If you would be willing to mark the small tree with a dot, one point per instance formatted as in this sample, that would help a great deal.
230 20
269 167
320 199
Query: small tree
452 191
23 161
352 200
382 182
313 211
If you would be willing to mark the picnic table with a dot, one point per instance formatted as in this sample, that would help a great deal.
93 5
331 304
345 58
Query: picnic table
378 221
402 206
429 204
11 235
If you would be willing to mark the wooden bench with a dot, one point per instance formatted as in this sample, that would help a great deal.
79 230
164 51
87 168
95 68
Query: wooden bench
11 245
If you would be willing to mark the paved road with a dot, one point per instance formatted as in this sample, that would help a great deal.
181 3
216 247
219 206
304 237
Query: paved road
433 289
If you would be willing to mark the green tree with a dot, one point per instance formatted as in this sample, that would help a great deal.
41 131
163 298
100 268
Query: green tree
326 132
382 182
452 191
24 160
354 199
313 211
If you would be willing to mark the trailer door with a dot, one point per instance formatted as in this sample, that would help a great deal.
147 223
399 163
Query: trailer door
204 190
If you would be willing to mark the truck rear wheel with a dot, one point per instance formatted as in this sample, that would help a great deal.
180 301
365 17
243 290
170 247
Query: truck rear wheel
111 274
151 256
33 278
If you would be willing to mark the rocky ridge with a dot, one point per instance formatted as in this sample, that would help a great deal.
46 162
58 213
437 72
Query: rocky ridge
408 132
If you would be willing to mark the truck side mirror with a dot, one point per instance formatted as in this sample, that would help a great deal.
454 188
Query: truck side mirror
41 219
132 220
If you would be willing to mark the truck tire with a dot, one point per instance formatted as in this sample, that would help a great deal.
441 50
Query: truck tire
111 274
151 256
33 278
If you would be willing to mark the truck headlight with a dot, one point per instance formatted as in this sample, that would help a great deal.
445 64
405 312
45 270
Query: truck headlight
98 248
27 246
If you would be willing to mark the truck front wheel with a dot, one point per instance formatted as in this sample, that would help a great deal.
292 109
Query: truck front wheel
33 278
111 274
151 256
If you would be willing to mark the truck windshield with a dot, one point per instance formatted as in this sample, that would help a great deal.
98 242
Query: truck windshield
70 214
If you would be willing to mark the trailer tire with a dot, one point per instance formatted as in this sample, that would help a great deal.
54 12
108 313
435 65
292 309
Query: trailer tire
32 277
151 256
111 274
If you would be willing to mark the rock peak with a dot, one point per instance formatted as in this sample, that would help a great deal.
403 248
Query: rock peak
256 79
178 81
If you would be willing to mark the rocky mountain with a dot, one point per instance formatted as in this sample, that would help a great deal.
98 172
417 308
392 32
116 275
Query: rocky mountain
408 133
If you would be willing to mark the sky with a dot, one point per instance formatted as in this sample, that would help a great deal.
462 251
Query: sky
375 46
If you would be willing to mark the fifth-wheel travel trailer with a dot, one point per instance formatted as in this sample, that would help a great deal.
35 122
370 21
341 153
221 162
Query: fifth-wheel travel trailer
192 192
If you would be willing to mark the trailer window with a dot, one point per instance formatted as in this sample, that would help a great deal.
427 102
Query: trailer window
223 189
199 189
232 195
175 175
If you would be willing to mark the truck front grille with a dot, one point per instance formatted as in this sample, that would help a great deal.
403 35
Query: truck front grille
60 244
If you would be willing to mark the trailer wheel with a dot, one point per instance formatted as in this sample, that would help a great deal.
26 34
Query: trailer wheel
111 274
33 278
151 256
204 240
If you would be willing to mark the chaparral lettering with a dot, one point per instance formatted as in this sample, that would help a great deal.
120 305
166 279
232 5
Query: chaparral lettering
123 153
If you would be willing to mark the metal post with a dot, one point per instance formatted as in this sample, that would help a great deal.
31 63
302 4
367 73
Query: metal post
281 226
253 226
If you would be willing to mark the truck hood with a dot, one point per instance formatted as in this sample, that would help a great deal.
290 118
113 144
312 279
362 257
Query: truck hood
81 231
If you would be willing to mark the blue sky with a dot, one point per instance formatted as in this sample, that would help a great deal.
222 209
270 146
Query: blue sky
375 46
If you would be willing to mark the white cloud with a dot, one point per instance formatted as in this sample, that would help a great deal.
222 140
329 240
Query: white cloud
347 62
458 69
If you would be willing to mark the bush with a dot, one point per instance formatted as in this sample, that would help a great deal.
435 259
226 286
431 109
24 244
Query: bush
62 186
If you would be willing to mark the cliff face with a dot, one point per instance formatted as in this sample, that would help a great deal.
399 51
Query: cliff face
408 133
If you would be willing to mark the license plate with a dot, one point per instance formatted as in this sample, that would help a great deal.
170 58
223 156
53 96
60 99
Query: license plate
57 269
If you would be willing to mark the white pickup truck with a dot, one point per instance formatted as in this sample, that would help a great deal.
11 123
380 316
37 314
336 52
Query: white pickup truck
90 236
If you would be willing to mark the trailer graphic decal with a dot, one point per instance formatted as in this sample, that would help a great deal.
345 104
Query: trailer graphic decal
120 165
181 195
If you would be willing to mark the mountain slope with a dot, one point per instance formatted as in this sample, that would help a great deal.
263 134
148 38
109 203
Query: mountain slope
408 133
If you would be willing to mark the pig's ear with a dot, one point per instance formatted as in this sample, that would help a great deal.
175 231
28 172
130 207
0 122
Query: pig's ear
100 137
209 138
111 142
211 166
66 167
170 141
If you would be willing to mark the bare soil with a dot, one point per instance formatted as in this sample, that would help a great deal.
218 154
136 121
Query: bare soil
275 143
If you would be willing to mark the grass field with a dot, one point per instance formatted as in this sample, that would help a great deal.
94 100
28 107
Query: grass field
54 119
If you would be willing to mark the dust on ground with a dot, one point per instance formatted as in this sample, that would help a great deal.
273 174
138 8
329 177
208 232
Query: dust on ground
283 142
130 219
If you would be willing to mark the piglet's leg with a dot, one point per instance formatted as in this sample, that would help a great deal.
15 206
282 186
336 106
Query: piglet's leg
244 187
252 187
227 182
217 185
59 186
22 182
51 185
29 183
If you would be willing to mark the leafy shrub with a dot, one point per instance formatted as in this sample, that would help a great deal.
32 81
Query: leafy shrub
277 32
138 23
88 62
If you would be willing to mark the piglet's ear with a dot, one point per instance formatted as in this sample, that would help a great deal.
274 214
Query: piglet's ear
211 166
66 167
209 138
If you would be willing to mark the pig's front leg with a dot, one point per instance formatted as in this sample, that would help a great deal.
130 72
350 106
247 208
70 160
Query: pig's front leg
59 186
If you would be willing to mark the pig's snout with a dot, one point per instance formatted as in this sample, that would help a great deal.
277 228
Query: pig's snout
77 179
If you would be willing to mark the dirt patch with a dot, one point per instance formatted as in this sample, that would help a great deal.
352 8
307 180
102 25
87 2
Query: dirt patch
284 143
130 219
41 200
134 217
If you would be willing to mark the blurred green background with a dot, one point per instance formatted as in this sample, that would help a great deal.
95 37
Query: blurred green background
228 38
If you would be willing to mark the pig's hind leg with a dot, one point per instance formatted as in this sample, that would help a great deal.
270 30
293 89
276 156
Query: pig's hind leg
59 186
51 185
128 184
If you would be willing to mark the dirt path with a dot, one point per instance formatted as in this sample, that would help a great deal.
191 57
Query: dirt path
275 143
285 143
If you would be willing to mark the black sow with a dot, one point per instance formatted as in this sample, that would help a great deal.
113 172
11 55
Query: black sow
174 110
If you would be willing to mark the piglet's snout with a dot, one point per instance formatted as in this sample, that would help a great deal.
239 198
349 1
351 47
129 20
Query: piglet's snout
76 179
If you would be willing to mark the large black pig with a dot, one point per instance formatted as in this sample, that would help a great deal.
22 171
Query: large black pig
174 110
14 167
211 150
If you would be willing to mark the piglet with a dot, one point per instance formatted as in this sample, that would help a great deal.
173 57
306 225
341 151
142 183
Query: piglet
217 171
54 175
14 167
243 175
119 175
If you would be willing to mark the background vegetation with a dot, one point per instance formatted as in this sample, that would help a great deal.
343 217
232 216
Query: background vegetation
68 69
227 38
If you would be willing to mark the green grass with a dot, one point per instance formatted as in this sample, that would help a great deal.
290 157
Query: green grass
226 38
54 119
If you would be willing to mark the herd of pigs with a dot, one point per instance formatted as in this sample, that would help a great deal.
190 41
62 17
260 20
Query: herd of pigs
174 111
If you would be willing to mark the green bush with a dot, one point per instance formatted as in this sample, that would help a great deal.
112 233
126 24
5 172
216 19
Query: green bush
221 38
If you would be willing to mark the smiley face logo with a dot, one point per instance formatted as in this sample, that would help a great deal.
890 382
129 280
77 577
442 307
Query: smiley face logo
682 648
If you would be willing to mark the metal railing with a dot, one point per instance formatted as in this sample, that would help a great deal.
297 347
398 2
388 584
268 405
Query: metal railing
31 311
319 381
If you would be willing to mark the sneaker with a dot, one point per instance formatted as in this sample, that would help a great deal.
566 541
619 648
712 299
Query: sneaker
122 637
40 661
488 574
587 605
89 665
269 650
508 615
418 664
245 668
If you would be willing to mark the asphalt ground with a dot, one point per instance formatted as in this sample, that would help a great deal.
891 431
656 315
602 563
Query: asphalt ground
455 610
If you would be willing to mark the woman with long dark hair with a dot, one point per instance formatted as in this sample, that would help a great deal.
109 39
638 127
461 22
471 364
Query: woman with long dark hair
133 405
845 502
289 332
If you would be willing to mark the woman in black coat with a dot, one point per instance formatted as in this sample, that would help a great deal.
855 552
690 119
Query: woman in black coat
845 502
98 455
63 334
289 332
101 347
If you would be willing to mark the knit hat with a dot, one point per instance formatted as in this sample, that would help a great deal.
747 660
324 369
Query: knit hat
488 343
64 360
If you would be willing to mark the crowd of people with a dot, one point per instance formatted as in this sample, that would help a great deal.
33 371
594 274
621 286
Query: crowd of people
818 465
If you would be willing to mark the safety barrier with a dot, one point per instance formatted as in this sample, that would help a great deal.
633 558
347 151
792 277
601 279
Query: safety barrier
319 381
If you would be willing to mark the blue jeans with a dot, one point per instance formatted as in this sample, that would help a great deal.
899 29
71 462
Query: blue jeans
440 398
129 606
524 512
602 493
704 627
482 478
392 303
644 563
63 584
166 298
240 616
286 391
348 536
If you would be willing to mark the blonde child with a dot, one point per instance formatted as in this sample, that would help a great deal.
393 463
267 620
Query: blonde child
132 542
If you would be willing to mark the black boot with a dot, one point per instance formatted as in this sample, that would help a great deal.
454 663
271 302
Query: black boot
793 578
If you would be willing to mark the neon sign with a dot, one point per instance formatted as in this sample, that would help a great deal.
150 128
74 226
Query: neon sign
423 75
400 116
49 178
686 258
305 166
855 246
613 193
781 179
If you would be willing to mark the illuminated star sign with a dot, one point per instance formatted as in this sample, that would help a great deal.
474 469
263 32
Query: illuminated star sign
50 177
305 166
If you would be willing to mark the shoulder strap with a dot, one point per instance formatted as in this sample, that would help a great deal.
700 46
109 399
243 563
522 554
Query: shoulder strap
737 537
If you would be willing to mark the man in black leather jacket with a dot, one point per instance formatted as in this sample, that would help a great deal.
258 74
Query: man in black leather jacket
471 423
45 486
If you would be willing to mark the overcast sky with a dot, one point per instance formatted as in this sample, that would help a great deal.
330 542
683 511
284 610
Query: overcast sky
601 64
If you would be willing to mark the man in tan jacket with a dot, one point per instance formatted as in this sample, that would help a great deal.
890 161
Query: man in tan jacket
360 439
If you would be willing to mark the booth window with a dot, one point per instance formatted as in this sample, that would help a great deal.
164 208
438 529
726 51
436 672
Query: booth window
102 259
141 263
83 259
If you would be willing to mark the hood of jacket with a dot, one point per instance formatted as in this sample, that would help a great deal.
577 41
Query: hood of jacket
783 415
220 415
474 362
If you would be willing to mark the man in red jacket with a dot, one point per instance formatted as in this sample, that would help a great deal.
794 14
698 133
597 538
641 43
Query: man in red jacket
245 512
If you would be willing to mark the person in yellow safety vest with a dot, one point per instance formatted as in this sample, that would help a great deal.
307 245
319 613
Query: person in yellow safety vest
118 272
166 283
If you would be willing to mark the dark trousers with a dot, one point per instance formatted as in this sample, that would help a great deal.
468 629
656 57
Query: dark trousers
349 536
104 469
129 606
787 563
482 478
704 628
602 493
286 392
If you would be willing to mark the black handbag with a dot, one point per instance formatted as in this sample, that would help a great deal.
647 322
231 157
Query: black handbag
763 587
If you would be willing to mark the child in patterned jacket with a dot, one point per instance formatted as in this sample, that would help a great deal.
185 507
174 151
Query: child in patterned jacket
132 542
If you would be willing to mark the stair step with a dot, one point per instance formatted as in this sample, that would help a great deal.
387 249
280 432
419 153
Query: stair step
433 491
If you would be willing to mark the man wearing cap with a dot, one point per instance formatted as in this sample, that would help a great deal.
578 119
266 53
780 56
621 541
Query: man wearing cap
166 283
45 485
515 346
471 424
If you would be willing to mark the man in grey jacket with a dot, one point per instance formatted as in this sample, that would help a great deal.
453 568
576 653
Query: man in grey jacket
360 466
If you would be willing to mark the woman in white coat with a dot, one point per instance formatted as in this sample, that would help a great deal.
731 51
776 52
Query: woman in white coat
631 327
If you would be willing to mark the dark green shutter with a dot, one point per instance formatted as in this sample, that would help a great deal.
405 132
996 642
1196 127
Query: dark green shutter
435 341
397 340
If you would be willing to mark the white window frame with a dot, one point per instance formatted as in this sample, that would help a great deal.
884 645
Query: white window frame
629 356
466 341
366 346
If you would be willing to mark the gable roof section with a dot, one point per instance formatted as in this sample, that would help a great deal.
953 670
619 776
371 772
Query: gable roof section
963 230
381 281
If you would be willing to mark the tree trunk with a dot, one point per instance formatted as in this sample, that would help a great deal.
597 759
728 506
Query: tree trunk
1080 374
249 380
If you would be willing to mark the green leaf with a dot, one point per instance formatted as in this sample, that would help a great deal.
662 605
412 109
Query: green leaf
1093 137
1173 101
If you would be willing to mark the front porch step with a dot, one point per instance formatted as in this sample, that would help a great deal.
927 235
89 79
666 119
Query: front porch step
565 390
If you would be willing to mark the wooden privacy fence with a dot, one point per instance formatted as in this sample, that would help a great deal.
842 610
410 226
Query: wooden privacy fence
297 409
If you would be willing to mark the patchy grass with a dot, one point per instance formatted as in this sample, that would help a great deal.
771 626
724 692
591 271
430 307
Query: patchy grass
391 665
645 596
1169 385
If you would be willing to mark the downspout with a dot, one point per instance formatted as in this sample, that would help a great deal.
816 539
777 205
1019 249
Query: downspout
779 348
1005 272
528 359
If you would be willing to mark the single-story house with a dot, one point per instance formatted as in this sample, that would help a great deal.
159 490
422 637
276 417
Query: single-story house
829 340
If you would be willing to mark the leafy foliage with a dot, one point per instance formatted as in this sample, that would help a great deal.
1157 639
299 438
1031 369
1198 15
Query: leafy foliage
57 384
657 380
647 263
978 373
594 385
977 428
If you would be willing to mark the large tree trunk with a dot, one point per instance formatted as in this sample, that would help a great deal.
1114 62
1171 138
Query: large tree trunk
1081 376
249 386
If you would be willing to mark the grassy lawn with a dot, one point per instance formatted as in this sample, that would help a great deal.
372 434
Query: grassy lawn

YOUR TASK:
Wherever a line holds the word "grassy", copy that line out of the entries above.

COMPLETED TASK:
If you would be willing to mark the grassy lawn with a dot, one point per instance formatted as in this sample, that would help a great deal.
Query: grassy lawn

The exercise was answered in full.